Arrivée de Z dans la discussion, membre du collectif blanc, Suissesse

J’étais là dans les premiers moments du collectif. Certaines de mes amies blanches de Lausanne m’ont dit ce qu’il se passait. Je les ai rejointes pour un meeting qui a eu lieu dans le jardin du Sleep-In. De là, on a rapidement décidé de déménager dans une maison à Fourmi, c’était le premier pas.

Je trouve inacceptable que des lieux restent vides alors que des gens sont dans la rue. La Suisse, c’est dur pour les gens qui ne viennent pas d’ici. Mon engagement a changé depuis le début, parce qu’avant j’étais seule et maintenant j’ai des enfants. Je suis moins là qu’avant. Et il y a autre chose qui a changé : au début, les blanches qui faisaient partie du collectif dirigeaient beaucoup. C’était avant le mouvement Black Lives Matter. Les gens, et surtout les blanches, ne remettaient pas autant en question leur position dominante. C’était difficile2.

........

- _Consignes_:
(1) Relevez tous les noms de lieux cités dans le témoignage.
(2) Réécrivez tout ce qui va de "J’étais là dans" jusqu'à "dominante. C’était difficile2." dans le témoignage, en remplaçant "collectif" par "groupe".

........

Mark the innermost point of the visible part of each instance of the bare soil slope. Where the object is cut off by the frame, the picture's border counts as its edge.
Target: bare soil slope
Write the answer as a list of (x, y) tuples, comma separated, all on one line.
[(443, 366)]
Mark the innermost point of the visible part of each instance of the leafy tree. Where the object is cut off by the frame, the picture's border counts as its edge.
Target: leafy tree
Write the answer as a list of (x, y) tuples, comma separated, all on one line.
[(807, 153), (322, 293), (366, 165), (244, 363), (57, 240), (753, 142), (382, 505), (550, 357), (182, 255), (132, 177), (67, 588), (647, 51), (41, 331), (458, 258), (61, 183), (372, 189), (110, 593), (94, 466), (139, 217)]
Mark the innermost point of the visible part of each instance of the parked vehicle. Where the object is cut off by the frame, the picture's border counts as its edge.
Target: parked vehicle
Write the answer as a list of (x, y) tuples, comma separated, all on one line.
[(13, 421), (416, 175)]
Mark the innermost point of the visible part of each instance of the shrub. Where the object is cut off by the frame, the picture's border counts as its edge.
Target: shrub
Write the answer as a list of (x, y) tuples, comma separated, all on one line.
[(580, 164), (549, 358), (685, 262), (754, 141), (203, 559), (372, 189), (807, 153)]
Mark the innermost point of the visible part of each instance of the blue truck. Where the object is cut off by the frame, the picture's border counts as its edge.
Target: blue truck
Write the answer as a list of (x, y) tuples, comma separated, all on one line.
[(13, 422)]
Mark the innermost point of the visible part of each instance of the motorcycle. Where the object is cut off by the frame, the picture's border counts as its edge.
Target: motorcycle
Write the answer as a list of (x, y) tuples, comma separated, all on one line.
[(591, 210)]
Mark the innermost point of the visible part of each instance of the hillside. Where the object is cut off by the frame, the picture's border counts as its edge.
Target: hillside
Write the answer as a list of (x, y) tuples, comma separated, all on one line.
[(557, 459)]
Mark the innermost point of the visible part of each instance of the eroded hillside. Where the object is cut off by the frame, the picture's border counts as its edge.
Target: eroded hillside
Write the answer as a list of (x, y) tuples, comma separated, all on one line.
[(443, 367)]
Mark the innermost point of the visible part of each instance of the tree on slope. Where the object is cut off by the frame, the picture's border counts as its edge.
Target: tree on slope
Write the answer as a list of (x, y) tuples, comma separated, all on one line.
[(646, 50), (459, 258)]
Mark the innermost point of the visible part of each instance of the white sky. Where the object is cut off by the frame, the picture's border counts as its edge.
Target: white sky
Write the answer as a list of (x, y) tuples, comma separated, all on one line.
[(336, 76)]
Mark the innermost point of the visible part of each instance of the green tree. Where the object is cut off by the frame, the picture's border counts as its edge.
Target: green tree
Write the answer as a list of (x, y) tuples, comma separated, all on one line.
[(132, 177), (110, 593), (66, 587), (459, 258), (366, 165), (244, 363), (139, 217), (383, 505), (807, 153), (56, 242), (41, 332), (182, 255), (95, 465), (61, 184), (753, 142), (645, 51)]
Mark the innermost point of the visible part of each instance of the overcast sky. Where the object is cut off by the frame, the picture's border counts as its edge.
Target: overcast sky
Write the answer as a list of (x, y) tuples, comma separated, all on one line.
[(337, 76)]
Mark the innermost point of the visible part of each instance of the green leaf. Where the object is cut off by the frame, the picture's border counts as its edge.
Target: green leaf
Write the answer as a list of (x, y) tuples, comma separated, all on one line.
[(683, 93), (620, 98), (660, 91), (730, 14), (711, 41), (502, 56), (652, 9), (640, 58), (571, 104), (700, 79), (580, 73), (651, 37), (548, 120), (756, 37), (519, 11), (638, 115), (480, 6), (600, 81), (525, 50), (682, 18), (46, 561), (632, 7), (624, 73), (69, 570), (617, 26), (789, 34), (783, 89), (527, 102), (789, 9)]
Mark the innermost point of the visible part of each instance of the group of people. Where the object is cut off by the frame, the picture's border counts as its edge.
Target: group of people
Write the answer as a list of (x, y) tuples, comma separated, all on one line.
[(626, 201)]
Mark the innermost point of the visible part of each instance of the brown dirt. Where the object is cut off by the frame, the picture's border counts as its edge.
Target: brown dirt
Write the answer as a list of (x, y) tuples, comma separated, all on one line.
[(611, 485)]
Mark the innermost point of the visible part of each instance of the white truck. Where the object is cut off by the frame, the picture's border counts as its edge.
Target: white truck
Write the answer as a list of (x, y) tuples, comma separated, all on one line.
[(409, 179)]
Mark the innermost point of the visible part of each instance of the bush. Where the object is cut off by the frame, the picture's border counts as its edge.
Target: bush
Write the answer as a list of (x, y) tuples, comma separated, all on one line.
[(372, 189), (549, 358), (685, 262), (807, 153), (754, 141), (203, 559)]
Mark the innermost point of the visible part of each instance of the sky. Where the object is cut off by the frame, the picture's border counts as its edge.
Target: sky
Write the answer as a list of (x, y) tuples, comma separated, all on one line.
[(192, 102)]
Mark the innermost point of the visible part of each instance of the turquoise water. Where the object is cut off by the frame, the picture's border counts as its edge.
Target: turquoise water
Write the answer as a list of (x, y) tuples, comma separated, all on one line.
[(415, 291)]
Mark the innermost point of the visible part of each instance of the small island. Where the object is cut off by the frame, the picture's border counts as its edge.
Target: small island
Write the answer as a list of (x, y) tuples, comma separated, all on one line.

........

- _Réponses_:
(1) Lausanne, le Sleep-In, Fourmi, la Suisse

(2)
J’étais là dans les premiers moments du groupe. Certaines de mes amies blanches de Lausanne m’ont dit ce qu’il se passait. Je les ai rejointes pour un meeting qui a eu lieu dans le jardin du Sleep-In. De là, on a rapidement décidé de déménager dans une maison à Fourmi, c’était le premier pas.

Je trouve inacceptable que des lieux restent vides alors que des gens sont dans la rue. La Suisse, c’est dur pour les gens qui ne viennent pas d’ici. Mon engagement a changé depuis le début, parce qu’avant j’étais seule et maintenant j’ai des enfants. Je suis moins là qu’avant. Et il y a autre chose qui a changé : au début, les blanches qui faisaient partie du groupe dirigeaient beaucoup. C’était avant le mouvement Black Lives Matter. Les gens, et surtout les blanches, ne remettaient pas autant en question leur position dominante. C’était difficile2.